• **Directive**:
Reproduce exactly the lines below, starting with the line that contains "Mark a point on every instance of the cannon muzzle, with" and ending with the last line of the records, both included, and nothing else.

• • • • • • •

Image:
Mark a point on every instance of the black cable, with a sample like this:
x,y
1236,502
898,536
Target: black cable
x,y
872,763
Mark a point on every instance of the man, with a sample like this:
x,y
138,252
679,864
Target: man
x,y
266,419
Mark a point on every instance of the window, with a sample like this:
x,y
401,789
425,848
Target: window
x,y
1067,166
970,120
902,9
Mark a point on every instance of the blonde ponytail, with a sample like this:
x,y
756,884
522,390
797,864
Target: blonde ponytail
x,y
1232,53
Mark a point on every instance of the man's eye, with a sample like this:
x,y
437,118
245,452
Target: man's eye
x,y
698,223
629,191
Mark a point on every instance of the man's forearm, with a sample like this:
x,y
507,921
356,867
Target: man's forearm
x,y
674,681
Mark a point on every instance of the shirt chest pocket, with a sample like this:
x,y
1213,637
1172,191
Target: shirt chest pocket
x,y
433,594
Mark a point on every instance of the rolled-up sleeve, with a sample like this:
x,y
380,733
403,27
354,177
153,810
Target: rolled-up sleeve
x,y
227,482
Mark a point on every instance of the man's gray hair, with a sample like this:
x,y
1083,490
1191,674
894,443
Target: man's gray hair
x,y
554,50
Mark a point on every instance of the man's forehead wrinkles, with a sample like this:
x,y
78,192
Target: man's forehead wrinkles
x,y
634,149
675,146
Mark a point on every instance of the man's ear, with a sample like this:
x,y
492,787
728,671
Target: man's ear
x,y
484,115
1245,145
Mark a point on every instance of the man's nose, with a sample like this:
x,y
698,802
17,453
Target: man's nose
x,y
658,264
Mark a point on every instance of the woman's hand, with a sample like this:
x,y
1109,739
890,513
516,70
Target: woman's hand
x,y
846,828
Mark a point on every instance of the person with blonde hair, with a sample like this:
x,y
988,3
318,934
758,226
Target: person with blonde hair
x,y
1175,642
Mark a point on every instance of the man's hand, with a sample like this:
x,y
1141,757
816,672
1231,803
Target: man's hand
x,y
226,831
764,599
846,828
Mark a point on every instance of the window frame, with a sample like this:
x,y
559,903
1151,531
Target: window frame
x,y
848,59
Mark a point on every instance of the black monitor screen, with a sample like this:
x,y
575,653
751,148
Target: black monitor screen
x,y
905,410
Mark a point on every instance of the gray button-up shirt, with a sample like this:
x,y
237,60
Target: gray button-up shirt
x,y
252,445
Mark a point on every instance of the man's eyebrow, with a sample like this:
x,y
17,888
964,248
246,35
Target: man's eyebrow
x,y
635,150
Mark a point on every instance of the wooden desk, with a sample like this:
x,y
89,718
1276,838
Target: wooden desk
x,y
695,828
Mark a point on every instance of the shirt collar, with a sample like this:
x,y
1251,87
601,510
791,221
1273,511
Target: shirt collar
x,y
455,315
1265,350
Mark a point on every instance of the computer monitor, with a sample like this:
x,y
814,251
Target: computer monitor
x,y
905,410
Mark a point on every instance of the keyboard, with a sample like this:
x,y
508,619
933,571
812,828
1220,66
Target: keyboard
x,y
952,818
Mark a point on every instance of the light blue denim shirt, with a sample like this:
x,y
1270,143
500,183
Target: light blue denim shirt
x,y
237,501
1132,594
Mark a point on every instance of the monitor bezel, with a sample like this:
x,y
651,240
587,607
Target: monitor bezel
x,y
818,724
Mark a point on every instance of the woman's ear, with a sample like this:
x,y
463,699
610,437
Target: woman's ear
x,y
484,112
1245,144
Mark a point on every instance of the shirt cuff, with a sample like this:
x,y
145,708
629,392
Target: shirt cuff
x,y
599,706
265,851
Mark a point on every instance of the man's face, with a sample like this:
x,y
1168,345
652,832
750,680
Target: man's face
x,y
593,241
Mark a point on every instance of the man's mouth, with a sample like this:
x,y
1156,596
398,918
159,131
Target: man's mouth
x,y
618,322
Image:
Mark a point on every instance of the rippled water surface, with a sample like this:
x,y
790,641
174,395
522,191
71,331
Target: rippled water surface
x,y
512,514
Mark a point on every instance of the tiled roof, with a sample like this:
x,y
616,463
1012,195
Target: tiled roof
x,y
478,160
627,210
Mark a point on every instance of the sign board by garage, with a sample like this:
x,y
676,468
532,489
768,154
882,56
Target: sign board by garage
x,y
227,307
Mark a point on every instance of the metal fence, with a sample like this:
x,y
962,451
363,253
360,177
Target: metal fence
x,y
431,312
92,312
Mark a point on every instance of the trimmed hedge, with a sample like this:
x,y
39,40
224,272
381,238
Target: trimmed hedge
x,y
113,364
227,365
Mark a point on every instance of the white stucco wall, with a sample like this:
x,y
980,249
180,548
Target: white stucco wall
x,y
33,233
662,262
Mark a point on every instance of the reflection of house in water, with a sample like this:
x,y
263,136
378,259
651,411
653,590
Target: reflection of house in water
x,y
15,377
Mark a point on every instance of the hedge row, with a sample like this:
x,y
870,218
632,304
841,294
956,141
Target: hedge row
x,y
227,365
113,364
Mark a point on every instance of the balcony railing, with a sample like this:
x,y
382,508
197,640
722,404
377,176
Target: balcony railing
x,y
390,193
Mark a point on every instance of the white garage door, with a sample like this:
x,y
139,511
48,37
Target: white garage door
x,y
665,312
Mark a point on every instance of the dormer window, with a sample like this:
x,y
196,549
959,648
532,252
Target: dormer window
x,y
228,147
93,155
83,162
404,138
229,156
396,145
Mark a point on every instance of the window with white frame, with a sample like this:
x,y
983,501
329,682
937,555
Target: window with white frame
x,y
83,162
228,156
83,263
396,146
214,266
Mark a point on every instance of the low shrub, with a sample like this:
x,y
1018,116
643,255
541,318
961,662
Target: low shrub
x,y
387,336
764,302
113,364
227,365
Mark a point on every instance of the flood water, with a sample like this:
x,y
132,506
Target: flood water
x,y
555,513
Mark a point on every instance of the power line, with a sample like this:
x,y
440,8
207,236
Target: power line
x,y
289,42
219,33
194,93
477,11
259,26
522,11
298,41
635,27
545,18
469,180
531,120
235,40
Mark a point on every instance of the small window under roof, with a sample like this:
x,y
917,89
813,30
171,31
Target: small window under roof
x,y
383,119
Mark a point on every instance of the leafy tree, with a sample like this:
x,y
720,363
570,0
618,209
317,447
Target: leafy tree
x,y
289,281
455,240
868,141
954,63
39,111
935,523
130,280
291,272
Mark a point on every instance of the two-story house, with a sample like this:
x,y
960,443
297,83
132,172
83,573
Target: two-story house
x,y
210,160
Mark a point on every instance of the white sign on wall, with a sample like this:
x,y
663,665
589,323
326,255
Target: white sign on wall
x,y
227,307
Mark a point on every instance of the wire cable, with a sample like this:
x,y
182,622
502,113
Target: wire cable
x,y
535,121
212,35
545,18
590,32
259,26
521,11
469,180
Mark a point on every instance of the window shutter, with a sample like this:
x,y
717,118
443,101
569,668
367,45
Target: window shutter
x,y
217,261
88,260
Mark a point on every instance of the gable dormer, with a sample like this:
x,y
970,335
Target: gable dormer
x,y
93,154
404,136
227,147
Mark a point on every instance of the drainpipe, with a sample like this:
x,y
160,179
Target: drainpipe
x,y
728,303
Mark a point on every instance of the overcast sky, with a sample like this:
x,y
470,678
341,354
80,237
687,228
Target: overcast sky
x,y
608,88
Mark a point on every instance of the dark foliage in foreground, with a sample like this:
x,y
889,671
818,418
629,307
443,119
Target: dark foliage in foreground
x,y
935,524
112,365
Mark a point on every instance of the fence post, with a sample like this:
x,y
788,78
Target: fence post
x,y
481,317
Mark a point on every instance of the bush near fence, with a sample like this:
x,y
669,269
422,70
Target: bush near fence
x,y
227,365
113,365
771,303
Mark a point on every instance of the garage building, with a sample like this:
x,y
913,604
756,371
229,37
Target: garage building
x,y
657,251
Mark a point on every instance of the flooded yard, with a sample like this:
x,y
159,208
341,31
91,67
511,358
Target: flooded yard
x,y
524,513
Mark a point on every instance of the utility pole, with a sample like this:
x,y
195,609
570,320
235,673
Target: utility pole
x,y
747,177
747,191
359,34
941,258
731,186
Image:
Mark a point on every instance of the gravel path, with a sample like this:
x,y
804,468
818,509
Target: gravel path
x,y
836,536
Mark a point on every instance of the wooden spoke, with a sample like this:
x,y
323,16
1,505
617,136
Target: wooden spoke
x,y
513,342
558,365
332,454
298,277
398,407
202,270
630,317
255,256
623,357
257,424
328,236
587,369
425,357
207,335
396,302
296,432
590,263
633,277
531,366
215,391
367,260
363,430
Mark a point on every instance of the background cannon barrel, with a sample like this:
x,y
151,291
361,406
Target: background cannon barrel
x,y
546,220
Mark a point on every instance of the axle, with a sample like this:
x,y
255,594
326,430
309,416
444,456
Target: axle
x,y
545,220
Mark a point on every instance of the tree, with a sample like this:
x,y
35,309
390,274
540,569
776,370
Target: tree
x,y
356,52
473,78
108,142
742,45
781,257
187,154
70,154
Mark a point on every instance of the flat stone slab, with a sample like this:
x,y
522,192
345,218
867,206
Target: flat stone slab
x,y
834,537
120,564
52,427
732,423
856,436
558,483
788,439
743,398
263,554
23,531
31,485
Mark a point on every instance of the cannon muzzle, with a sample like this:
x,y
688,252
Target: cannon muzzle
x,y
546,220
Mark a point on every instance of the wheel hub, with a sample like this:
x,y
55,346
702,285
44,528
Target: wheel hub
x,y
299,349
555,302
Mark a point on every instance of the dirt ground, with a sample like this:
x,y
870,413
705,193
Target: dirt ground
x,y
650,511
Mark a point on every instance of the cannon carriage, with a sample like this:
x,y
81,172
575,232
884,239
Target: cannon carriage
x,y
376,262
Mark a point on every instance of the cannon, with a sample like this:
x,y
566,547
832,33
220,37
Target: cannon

• • • • • • •

• **Task output**:
Mark a point on every instance of the cannon muzzle, with a sample like this:
x,y
688,252
Target: cannon muzzle
x,y
546,220
Mark a point on every instance of the wheel hub, with a sample like this:
x,y
55,346
702,285
44,528
Target: wheel hub
x,y
299,349
555,302
Mark a point on every instance of the dirt ground, with a sample like this:
x,y
870,413
705,193
Target: dirt ground
x,y
650,511
Mark a point on every instance of the cannon carriage, with a sample like this:
x,y
81,172
575,232
884,239
Target: cannon carriage
x,y
376,262
Mark a point on every instance of the cannon, with a sample like this:
x,y
566,547
832,33
220,37
Target: cannon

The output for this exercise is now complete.